• **PROBLEM**: Copy each line below exactly as it appears. Pictures are to be omitted.
········
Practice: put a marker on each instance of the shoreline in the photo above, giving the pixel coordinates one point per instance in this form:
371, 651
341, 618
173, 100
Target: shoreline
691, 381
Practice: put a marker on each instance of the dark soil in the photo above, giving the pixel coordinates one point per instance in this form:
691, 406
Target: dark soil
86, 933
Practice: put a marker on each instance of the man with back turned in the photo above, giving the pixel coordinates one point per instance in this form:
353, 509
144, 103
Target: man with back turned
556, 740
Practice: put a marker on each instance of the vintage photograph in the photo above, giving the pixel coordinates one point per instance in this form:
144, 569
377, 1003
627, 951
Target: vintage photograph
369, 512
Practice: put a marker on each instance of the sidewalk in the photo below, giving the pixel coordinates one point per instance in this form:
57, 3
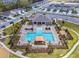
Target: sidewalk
3, 52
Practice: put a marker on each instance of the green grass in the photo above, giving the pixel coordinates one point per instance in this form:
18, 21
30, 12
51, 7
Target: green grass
75, 54
75, 16
13, 56
57, 52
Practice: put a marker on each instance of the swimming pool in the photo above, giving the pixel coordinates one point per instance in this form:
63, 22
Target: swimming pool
30, 36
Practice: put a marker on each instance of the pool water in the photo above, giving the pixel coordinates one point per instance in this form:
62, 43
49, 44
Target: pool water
30, 36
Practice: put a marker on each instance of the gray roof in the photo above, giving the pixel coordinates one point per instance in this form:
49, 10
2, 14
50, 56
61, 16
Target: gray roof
40, 18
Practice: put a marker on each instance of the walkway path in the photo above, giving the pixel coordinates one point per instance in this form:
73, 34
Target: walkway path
73, 48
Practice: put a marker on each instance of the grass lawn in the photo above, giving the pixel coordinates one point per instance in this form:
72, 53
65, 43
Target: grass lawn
57, 52
75, 16
75, 54
13, 56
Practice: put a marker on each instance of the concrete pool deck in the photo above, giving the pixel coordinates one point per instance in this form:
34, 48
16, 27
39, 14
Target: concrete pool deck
4, 53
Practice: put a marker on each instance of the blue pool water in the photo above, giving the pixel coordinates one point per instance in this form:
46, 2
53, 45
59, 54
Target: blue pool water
30, 36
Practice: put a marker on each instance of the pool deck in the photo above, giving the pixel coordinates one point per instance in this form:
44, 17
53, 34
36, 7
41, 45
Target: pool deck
3, 53
52, 30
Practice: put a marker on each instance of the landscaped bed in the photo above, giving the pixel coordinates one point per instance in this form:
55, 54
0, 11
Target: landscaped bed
57, 52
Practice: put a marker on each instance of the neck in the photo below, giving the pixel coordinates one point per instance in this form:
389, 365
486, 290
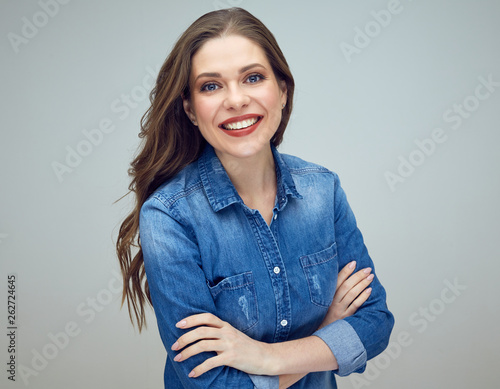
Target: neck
254, 178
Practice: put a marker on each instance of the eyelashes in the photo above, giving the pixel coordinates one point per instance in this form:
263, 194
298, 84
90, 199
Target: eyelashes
251, 79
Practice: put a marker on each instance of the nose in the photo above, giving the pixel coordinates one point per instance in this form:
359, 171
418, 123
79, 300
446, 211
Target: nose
236, 98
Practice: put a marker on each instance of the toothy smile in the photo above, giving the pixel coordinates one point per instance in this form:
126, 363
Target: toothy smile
240, 125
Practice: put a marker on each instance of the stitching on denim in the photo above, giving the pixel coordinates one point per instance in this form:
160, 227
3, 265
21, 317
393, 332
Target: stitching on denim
171, 200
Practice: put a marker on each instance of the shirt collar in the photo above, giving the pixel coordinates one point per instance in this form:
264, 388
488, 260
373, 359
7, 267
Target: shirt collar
220, 190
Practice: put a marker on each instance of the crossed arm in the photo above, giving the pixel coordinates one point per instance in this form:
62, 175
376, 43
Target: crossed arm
289, 360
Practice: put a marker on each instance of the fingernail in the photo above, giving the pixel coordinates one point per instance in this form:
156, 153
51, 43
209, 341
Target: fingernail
181, 324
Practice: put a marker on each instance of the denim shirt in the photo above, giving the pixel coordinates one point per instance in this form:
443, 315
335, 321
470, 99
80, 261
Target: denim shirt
206, 251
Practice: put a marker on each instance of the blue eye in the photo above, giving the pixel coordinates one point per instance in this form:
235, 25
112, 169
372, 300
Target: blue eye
209, 87
253, 78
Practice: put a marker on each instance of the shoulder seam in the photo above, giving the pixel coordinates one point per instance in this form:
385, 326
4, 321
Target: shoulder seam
169, 201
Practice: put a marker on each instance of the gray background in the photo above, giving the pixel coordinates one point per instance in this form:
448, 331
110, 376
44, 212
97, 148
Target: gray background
357, 114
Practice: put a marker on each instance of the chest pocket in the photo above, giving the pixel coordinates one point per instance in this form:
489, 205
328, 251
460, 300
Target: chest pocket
236, 301
321, 270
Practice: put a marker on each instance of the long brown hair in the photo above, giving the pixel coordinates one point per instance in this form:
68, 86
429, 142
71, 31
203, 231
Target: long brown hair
170, 141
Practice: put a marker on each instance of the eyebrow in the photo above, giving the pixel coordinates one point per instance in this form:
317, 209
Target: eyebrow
242, 70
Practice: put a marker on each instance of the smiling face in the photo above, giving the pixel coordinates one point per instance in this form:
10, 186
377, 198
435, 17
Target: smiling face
235, 100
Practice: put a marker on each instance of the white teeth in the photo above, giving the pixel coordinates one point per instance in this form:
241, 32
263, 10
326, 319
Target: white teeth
240, 125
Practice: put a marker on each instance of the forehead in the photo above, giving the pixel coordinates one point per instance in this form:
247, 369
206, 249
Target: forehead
227, 56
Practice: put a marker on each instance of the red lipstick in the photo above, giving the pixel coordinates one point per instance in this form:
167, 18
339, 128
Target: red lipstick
244, 131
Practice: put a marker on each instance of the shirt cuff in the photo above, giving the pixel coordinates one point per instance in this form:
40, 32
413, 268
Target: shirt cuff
265, 381
345, 345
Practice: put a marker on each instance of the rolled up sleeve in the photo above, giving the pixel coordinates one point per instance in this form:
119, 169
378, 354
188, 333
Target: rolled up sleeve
········
• **COMPLETED TASK**:
Practice: put a marker on each instance of the shoreline in the photo above, giving the pixel coordinates one point per instance in this form:
371, 651
341, 618
173, 100
Target: shoreline
691, 381
Practice: put a marker on each instance of the dark soil in the photo above, giving the pixel coordinates one point per instance in this form:
691, 406
Target: dark soil
86, 933
Practice: put a marker on each instance of the man with back turned in the photo above, giving the pixel coordinates one point per instance in this form:
353, 509
144, 103
Target: man with back turned
556, 740
Practice: put a marker on each instance of the vintage photograph in the photo above, giving the pixel coordinates one point per instance in this form:
144, 569
377, 1003
627, 951
Target: vintage photograph
369, 512
Practice: put a marker on each instance of the sidewalk in the photo below, giving the pixel coordinates one point per instance in this form:
57, 3
Target: sidewalk
3, 52
Practice: put a marker on each instance of the green grass in the photo above, giving the pixel coordinates one point per instance in this form:
18, 21
30, 12
51, 7
Target: green grass
75, 54
75, 16
13, 56
57, 52
Practice: put a marker on each instance of the swimming pool in the photo above, giving the pixel coordinates one point per instance in this form:
63, 22
Target: swimming pool
30, 36
Practice: put a marker on each instance of the pool water in the photo above, giving the pixel coordinates one point per instance in this form:
62, 43
49, 44
Target: pool water
30, 36
Practice: put a marker on each instance of the gray roof in the photo above, giving the pixel coordinates one point per instance in this form:
49, 10
2, 14
50, 56
61, 16
Target: gray roof
40, 18
Practice: put a marker on each instance of the walkway path in the photo above, giving the pixel coordinates one point per instance in this form:
73, 34
Target: walkway path
73, 48
Practice: put a marker on each instance of the grass lawn in the photo above, giving the pixel coordinates one point per instance in this form:
72, 53
65, 43
Target: grass lawn
57, 52
75, 16
75, 54
13, 56
Practice: put a marker on each instance of the concrete pool deck in the photo above, giving the pixel coordinates one point per instance in this form:
34, 48
16, 27
39, 14
Target: concrete pool deck
4, 53
Practice: put a marker on each instance of the blue pool water in the photo above, giving the pixel coordinates one point per instance in this form:
46, 2
53, 45
59, 54
Target: blue pool water
30, 36
Practice: put a marker on each instance of the pool deck in the photo above, giving the pixel coordinates one point per instance in this form:
44, 17
53, 34
36, 7
41, 45
Target: pool deck
3, 53
52, 30
Practice: put a marker on each instance of the landscaped bed in the photo above, giving the pixel coordinates one point per instance in this form:
55, 54
0, 11
Target: landscaped bed
57, 52
Practice: put a marker on each instance of the neck in the photo below, giving the pixel coordinates one point per instance in this form:
389, 365
486, 290
Target: neck
254, 178
Practice: put a marker on each instance of the eyelashes in the photo above, giving the pixel coordinates one point per instance in this form:
263, 194
298, 84
90, 199
Target: eyelashes
251, 79
Practice: put a marker on each instance of the nose in the photo above, giving the pixel coordinates one point per instance in this form:
359, 171
418, 123
79, 300
446, 211
Target: nose
236, 98
Practice: put a marker on each instance of the toothy smile in the photo above, giving the pixel coordinates one point per instance in this form:
126, 363
Target: toothy smile
240, 125
Practice: put a marker on each instance of the stitching on denim in the photo above, giving the pixel coordinates one point per instance in this form:
160, 227
3, 265
21, 317
393, 332
Target: stitching on denim
171, 200
Practice: put a marker on each instance of the shirt collar in the photo above, giving the pixel coordinates one point per instance in this form:
264, 388
488, 260
373, 359
7, 267
Target: shirt collar
220, 190
Practice: put a marker on each instance of the crossed arm in the photo above, giving the pixel coordinates one point per instance in this form:
62, 175
376, 43
Target: crossed arm
289, 360
Practice: put a marker on each instance of the fingernail in the photo above, giving the pixel coordinates one point per instance in this form:
156, 153
51, 43
209, 341
Target: fingernail
181, 324
Practice: put a marker on each instance of the denim shirt in the photo above, giving the pixel coordinates one point per instance in this form:
443, 315
335, 321
470, 99
80, 261
Target: denim shirt
206, 251
Practice: put a marker on each instance of the blue eye in the photo above, giving the pixel coordinates one point per instance in this form:
235, 25
112, 169
372, 300
Target: blue eye
209, 87
253, 78
Practice: put a marker on each instance of the shoulder seam in the photo above, giving the pixel coordinates one point per instance in this form:
385, 326
4, 321
Target: shoulder seam
169, 201
Practice: put a marker on each instance of the gray background in the photo above, giving the pixel coordinates one point per instance in this form:
448, 331
110, 376
44, 212
97, 148
Target: gray background
357, 114
Practice: put a marker on each instance of the chest pocket in the photo above, giving the pixel coordinates one point per instance in this form:
489, 205
328, 251
460, 300
Target: chest pocket
236, 301
321, 270
Practice: put a marker on each instance of the long brown hair in the photo above, giving the pixel coordinates one point per instance in this form:
68, 86
429, 142
71, 31
203, 231
Target: long brown hair
170, 141
Practice: put a marker on each instance of the eyebrow in the photo above, giving the pixel coordinates one point per instance in this form:
317, 209
Target: eyebrow
242, 70
Practice: put a marker on each instance of the smiling face in the photo above, giving the pixel coordinates one point per instance in this form:
10, 186
377, 198
435, 17
Target: smiling face
235, 100
Practice: put a marker on each instance of the white teeth in the photo above, giving the pixel coordinates one point per instance in this form:
241, 32
263, 10
326, 319
Target: white teeth
240, 125
Practice: put a marker on each instance of the forehead in the photo above, giving the pixel coordinates one point per instance in this form:
247, 369
206, 249
Target: forehead
227, 56
Practice: put a marker on each instance of the red lipstick in the photo above, giving the pixel coordinates one point per instance in this form:
167, 18
339, 128
Target: red lipstick
244, 131
Practice: put a marker on each instance of the shirt cuff in the photo above, giving the pixel coordinates one point per instance in this form:
40, 32
413, 268
Target: shirt cuff
265, 381
345, 345
Practice: put a marker on each instance of the rolled up sleeve in the photo above, giving the pixel coordinates one point per instance in this form:
119, 169
378, 354
188, 333
Target: rolled up sleeve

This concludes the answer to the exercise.